> _Stated goal_
Pick out every line of the entries below that contains the word "white", and copy each one.

> _Dataset extract_
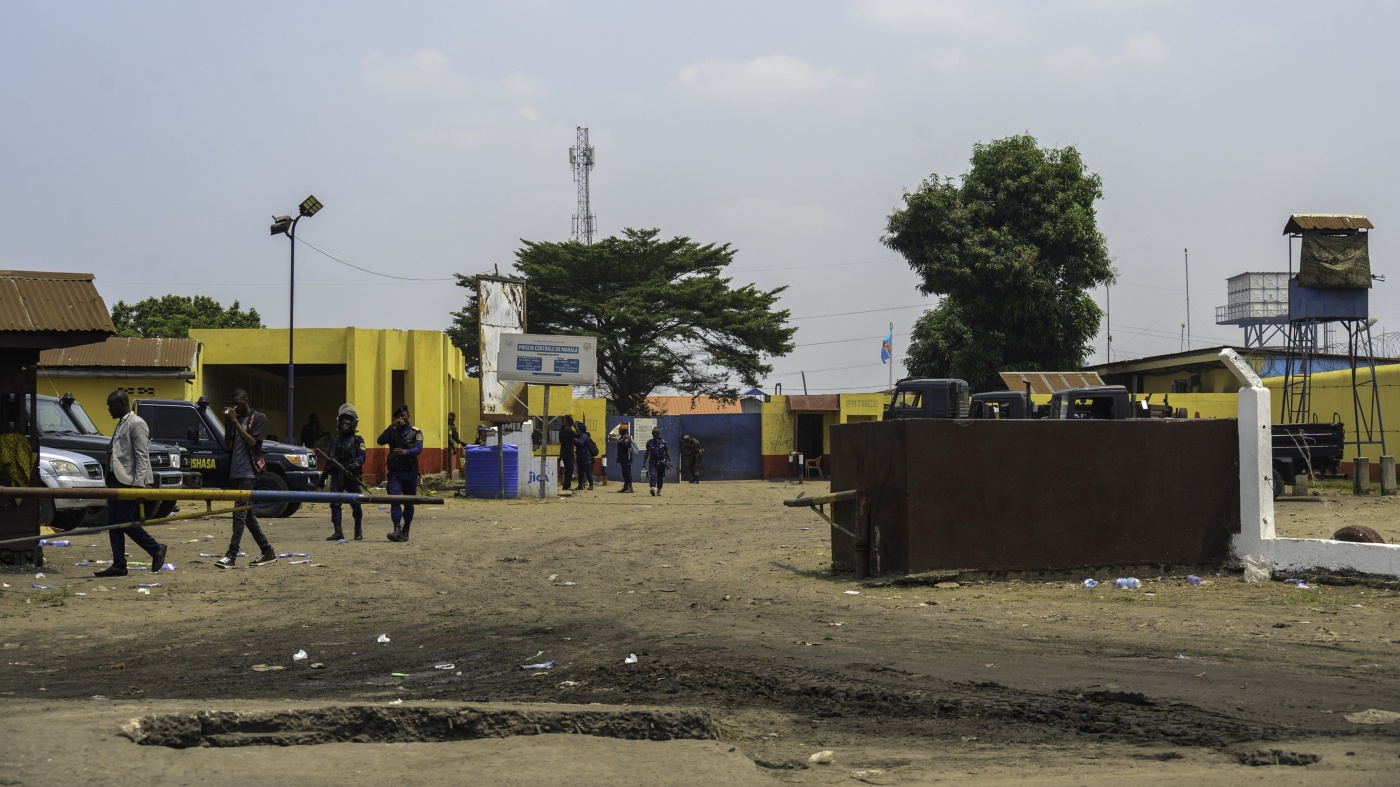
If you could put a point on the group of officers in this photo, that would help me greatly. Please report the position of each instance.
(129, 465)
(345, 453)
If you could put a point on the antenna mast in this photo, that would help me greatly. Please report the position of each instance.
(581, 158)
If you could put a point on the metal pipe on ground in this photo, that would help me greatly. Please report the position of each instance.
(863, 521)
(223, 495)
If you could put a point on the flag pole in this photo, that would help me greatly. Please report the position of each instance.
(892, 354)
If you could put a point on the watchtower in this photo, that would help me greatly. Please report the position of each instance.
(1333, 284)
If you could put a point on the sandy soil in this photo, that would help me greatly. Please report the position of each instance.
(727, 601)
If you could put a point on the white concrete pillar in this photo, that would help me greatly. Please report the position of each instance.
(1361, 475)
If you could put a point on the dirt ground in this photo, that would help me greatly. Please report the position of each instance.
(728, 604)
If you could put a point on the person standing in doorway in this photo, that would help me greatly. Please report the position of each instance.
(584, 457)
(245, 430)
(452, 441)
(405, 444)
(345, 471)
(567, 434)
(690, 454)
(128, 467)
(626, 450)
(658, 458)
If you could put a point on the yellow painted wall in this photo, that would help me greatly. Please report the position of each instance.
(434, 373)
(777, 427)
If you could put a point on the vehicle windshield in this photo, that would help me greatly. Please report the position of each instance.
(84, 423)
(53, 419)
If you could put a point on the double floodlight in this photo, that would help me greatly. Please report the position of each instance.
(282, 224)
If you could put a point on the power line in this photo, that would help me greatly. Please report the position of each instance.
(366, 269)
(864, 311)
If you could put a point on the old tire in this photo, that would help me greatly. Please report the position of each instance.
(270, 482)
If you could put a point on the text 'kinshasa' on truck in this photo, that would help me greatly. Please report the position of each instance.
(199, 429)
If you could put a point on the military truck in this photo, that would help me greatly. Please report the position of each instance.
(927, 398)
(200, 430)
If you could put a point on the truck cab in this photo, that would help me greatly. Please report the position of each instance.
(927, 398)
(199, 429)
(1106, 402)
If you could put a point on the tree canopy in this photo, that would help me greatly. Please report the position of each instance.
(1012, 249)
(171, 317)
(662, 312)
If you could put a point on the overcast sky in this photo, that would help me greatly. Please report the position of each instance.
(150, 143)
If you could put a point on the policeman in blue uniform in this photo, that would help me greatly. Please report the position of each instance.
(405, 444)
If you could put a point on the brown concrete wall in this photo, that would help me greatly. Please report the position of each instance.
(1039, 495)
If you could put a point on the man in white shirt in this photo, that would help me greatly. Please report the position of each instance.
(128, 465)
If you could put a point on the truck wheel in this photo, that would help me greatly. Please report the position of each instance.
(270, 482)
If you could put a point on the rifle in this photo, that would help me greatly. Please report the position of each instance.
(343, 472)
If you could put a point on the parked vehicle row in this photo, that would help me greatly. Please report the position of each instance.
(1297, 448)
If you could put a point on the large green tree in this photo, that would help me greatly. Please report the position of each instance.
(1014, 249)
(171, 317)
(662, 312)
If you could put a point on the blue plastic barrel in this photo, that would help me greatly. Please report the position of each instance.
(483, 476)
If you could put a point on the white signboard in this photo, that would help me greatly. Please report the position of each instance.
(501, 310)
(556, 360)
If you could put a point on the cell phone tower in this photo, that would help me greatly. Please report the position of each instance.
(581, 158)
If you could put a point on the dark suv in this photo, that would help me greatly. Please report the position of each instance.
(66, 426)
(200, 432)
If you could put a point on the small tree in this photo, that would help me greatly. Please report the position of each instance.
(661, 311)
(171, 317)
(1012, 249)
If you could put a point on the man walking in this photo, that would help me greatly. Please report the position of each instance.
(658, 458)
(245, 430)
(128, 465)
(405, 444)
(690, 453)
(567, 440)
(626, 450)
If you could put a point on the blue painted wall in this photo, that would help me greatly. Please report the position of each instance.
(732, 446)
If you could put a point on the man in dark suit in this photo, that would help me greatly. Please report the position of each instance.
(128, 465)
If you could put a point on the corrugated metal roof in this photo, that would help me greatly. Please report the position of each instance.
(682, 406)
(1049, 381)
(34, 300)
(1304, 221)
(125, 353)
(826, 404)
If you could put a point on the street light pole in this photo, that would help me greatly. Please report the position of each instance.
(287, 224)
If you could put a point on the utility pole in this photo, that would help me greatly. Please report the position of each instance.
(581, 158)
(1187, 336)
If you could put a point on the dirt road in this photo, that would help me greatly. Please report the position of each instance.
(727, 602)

==

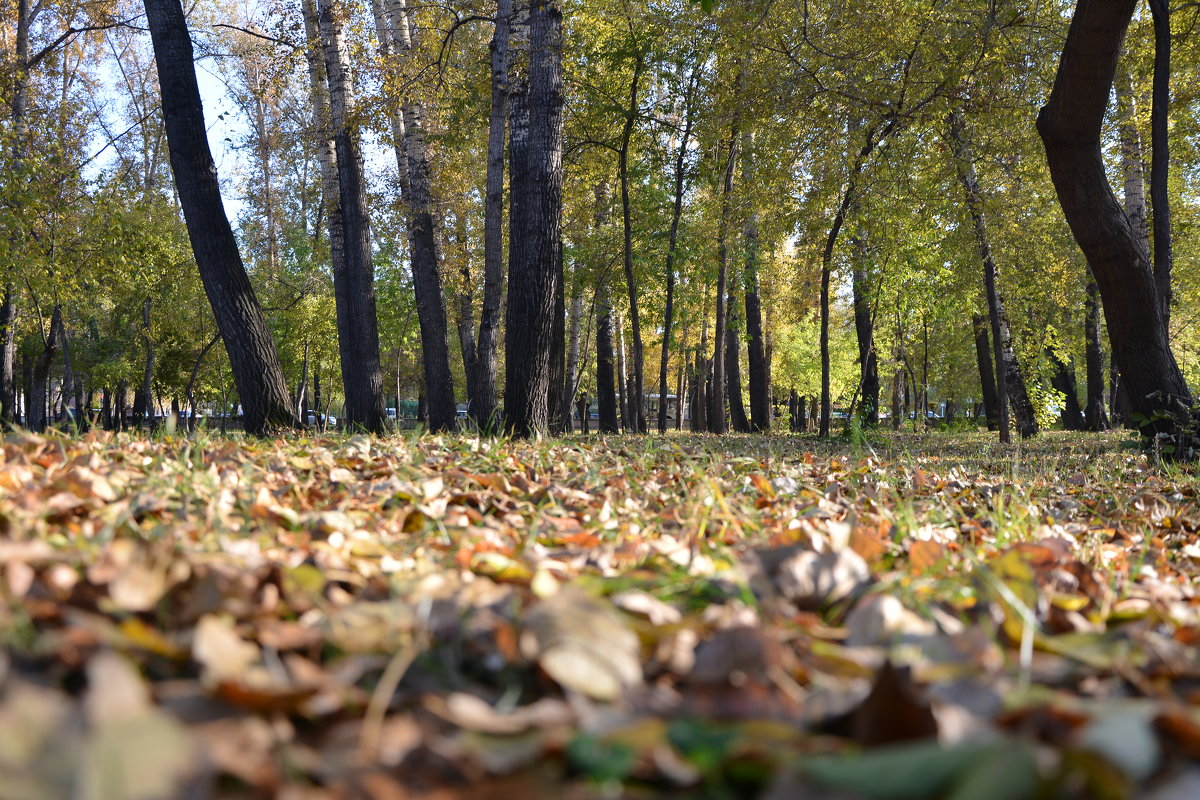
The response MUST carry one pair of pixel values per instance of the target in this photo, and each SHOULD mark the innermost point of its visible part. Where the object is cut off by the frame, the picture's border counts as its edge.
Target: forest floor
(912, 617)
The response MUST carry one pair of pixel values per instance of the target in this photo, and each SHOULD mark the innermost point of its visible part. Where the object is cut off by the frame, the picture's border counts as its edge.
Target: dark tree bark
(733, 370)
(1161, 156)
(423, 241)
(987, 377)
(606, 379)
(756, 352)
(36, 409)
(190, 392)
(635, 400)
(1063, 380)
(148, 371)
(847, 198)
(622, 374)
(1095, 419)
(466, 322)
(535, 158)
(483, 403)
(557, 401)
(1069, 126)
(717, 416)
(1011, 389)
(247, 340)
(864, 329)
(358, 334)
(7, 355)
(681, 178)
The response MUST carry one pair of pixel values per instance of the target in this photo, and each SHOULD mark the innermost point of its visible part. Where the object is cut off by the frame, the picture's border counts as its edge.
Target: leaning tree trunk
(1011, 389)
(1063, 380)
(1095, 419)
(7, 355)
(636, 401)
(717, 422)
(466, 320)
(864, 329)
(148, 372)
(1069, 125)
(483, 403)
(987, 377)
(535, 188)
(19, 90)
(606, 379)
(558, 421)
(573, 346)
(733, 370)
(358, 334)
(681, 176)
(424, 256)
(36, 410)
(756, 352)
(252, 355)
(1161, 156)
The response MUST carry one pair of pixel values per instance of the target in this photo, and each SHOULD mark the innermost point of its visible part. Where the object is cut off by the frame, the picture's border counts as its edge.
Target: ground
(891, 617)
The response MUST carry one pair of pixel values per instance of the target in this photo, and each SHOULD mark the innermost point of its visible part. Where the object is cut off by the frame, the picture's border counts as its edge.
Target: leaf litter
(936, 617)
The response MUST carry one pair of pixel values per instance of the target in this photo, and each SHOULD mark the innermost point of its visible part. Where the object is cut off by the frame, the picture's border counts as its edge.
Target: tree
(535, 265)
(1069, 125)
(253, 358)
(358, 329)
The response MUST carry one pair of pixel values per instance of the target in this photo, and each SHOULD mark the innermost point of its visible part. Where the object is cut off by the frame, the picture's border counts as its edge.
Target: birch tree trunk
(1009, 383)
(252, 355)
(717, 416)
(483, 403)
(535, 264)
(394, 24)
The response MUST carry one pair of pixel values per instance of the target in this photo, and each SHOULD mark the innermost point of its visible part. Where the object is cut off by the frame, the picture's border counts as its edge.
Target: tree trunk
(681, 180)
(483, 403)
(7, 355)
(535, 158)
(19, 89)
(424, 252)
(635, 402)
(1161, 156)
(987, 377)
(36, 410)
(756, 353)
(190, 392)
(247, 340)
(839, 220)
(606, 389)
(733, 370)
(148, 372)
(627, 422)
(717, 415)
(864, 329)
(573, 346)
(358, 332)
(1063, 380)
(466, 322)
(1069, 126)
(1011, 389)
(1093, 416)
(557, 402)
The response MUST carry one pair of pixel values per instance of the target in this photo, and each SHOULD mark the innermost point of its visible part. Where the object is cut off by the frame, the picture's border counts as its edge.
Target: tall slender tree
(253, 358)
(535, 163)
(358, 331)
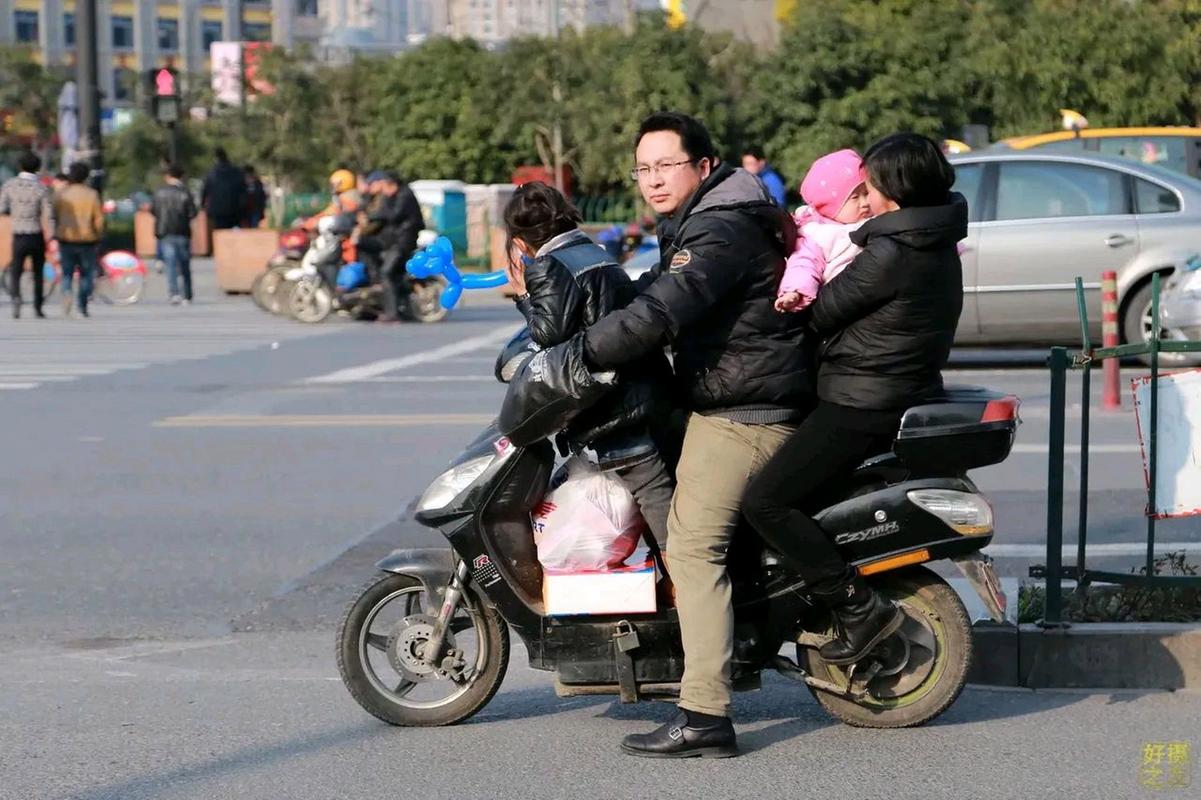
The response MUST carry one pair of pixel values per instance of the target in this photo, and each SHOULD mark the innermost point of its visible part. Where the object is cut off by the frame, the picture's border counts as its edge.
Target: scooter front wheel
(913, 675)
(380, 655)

> _Answer to this problem_
If you could put a point on the white concrete pillar in this photo, that would help me greatly. Please report the position of each instance.
If you could put a point on the man in white shirt in this photo, that would help me greatly. Please report the position of each instance.
If you could put a point on the white signboard in this photo, that would help me greatly. Please report the position of each instance.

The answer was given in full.